Document passage |
....
# Advice on a new PC for Cubase/film work. i7, i9, AMD, Xeon...



## alfred tapscott (Nov 19, 2018)

Hi all!. I came to look for a bit of advice, a bit lost on what's out and what works well now for Cubase / VEP setup for filmscoring. 

I've been jumping around the forums, so I would not repeat a lot of answered things, and still have some clear doubts. 

I have an i7 5820k around 3 years old with 2400 64gb of RAM and some SSDs on my RME card. It's been doing ok, but must say I get spikes and weird things every once in a while, I'm sure was not installed in the most efficient way for audio, but my years of a computer geek went past some years ago. I built it myself and it's been doing ok. I've been using my 32gb or an older i7 as a slave to put some of the vienna stuff, even though I end up usually running on my main machine. 

I'm thinking of getting a new machine as my main machine, and using this one as a VEP slave with 128gb of ram, and switching my 64gb of ram to the new machine. 

So...I don't want to spend a fortune, but I want something that will work clearly better and more reliable than what I have. Around 2-3k$ I believe. 

Chip...was going to go with a top i7...I feel i9 7900 is a bit too expensive, around 600$ seems enough for something not overpriced at the moment. I'm seeing the AMD Ryzens perform really well on tests. Anybody suggesting them? Pros/cons? 
Threadripper 1950X at 619€ right now ona blackfriday salen and seems to perform similar to i9 7900x. I know about the xeon/i9 battle, but I don't feel like spending the difference if it's not that clear that everything will be so much better. 

Mobo...a bit lost here. anything with 128gb support and some m.2s would be fine for me. good value/price suggestions? (I know delends if I get AMD or Intel)

Graphics card I would put my geforce GT740 that gives me my 4 screens. 

RAM, I'd get the cheapest 128gb kit I could, maybe 2666. My idea, even though might be unpopular, would be to put these on my old machine, that supports up to 3333mhz, and put my "old" 2400mhz 64gb on the new machine (I believe the speed difference would not make a huge impact??). Would anybody advice to put 4 older dimms and 4 newer dimms on my slave and put the other 64gb of new ram on the new machine better?. 

I would get an m.2 for the system, and some ssds for libraries. Whatever cooler is ok for it, and that's it. 

Win 10 home or pro? any real differences?. My idea is to get everything and have somebody build it and fine tune the installation so it's efficient, if I can find somebody in Barcelona.
....
Data shown |
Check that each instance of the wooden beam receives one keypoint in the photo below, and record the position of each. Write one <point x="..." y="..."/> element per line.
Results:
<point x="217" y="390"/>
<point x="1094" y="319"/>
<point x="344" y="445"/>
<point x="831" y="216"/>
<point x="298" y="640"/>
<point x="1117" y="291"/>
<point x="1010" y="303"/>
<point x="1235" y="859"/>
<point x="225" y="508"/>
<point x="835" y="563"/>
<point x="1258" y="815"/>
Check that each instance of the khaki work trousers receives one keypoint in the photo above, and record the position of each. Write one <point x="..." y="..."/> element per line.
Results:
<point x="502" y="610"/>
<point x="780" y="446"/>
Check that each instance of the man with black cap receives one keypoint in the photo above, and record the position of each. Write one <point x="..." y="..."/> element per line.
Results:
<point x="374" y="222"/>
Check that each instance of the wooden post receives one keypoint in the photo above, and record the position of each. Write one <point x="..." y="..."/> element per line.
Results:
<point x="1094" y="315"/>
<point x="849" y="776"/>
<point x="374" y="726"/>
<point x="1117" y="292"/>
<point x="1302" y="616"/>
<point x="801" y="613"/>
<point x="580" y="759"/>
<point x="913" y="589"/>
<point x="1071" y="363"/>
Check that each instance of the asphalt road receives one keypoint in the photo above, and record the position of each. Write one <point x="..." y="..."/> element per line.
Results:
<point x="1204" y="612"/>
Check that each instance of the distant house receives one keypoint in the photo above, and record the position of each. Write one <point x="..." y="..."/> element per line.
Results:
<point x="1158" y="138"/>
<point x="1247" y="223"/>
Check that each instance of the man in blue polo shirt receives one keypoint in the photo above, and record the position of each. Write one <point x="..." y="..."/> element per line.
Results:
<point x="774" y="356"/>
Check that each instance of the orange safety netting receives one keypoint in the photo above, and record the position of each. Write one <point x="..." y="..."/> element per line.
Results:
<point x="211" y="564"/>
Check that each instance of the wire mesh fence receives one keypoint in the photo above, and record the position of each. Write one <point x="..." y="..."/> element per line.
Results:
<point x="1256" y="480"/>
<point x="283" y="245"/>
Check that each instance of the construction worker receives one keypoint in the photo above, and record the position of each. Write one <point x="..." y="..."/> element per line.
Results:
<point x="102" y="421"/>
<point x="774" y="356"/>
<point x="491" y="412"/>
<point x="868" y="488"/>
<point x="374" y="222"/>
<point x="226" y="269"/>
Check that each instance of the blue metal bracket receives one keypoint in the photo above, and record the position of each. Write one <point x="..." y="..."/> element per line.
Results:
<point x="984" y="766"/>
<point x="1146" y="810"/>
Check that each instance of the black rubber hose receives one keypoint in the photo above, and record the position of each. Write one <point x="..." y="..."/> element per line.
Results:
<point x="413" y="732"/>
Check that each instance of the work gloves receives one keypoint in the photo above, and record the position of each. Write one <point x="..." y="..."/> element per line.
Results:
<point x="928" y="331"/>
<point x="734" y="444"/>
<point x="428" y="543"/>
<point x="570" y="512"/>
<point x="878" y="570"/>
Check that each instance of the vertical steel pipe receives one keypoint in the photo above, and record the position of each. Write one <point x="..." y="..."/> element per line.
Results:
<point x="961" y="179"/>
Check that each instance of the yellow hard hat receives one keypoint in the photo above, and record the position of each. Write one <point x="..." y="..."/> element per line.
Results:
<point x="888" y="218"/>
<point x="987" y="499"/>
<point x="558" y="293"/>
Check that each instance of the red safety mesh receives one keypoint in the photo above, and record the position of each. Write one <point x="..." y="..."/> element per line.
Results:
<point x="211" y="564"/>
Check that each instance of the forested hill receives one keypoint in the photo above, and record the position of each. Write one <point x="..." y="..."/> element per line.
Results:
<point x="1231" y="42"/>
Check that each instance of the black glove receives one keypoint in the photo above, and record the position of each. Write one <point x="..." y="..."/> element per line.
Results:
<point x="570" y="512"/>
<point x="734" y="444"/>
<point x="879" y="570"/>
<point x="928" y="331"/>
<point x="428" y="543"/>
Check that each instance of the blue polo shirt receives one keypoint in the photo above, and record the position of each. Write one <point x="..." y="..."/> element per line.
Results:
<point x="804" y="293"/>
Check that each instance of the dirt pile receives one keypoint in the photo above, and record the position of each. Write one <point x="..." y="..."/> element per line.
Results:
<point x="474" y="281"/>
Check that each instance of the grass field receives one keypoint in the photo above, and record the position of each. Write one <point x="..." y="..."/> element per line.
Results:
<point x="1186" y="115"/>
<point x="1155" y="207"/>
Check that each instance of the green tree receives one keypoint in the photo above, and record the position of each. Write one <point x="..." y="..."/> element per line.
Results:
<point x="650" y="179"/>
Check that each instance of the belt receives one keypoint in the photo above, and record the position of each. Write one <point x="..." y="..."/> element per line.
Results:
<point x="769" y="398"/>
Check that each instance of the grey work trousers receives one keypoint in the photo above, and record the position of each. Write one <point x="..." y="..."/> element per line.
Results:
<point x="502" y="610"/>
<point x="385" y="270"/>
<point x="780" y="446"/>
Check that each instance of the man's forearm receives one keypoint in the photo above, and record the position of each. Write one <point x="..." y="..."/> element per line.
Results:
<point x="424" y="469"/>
....
Please write out the part of the Cubase PC thread between "RAM, I'd get" and "and that's it.", inclusive. The rows aren't needed for this.

RAM, I'd get the cheapest 128gb kit I could, maybe 2666. My idea, even though might be unpopular, would be to put these on my old machine, that supports up to 3333mhz, and put my "old" 2400mhz 64gb on the new machine (I believe the speed difference would not make a huge impact??). Would anybody advice to put 4 older dimms and 4 newer dimms on my slave and put the other 64gb of new ram on the new machine better?. 

I would get an m.2 for the system, and some ssds for libraries. Whatever cooler is ok for it, and that's it.